TASK INPUTS
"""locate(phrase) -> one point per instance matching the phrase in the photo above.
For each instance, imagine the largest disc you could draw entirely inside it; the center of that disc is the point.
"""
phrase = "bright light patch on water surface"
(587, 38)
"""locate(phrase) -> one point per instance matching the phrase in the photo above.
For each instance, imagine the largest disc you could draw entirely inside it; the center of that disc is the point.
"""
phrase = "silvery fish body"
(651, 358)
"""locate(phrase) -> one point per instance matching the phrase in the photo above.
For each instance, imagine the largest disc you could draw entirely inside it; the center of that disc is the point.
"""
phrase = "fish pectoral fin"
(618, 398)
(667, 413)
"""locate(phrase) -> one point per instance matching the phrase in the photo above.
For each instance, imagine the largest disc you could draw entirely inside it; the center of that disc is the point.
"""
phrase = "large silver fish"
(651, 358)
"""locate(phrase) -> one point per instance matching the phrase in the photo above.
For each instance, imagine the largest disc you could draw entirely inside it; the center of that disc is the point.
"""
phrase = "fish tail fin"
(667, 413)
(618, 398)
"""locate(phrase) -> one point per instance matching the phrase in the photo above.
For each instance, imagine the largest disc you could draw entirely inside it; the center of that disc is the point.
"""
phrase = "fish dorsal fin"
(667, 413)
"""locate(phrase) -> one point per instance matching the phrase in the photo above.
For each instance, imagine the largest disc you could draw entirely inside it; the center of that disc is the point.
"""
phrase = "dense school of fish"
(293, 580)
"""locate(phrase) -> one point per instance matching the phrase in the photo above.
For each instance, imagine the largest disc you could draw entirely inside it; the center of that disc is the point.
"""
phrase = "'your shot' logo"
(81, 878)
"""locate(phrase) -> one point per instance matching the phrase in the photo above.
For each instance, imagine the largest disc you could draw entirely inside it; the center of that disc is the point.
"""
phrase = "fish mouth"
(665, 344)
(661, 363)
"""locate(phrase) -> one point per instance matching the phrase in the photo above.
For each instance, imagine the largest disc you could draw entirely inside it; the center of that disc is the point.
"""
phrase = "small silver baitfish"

TASK TO CARRY OUT
So that nothing is lost, please repeat all of the entries exactly.

TASK RESPONSE
"""locate(phrase) -> one point per instance matching the phrase in the photo above.
For each instance, imagine the largest disc you could draw entirely inside it; the center of that disc is the point.
"""
phrase = "bright light patch on water surface"
(587, 38)
"""locate(phrase) -> one point per instance matching the phrase in the photo above.
For each instance, imagine the largest disc you could draw entirely inside it; the center of that disc is the point.
"""
phrase = "silvery fish body"
(651, 358)
"""locate(phrase) -> one point per instance matching the phrase in the photo above.
For each instance, imagine the largest disc you could draw entirely inside it; the center of that disc is the point.
"""
phrase = "fish pectoral fin"
(618, 398)
(667, 413)
"""locate(phrase) -> one point per instance matching the phrase in the photo above.
For each instance, imagine the largest disc you could draw entirely inside it; the center of that disc is the point.
"""
phrase = "large silver fish"
(651, 358)
"""locate(phrase) -> one point per instance matching the phrase in the photo above.
For each instance, imagine the largest disc you could draw entirely inside it; the center of that disc is the point.
"""
phrase = "fish tail fin"
(667, 413)
(618, 398)
"""locate(phrase) -> one point per instance matching the phrase in the photo above.
For each instance, imagine the largest disc you could draw entirely inside it; the center of that disc is the point.
"""
phrase = "fish dorsal fin"
(667, 413)
"""locate(phrase) -> one point per instance matching the phrase in the photo above.
For each instance, imagine the largest disc you could draw entirely inside it; the center of that disc is the point.
"""
phrase = "dense school of fish"
(293, 580)
"""locate(phrase) -> one point per instance matching the phrase in the photo above.
For each instance, imagine the largest disc you could draw entirely inside it; the center of that disc is the point.
"""
phrase = "'your shot' logo"
(81, 878)
"""locate(phrase) -> one point per instance matching the phrase in the photo above.
For each instance, imagine the largest disc you could draw entirely inside it; the center of that disc is the point.
"""
phrase = "fish mouth"
(665, 344)
(661, 363)
"""locate(phrase) -> one point per instance matching the phrase in the photo above.
For each instance, imagine the largest disc you could draw entirely inside it; the center of that disc is the point.
"""
phrase = "small silver baitfish"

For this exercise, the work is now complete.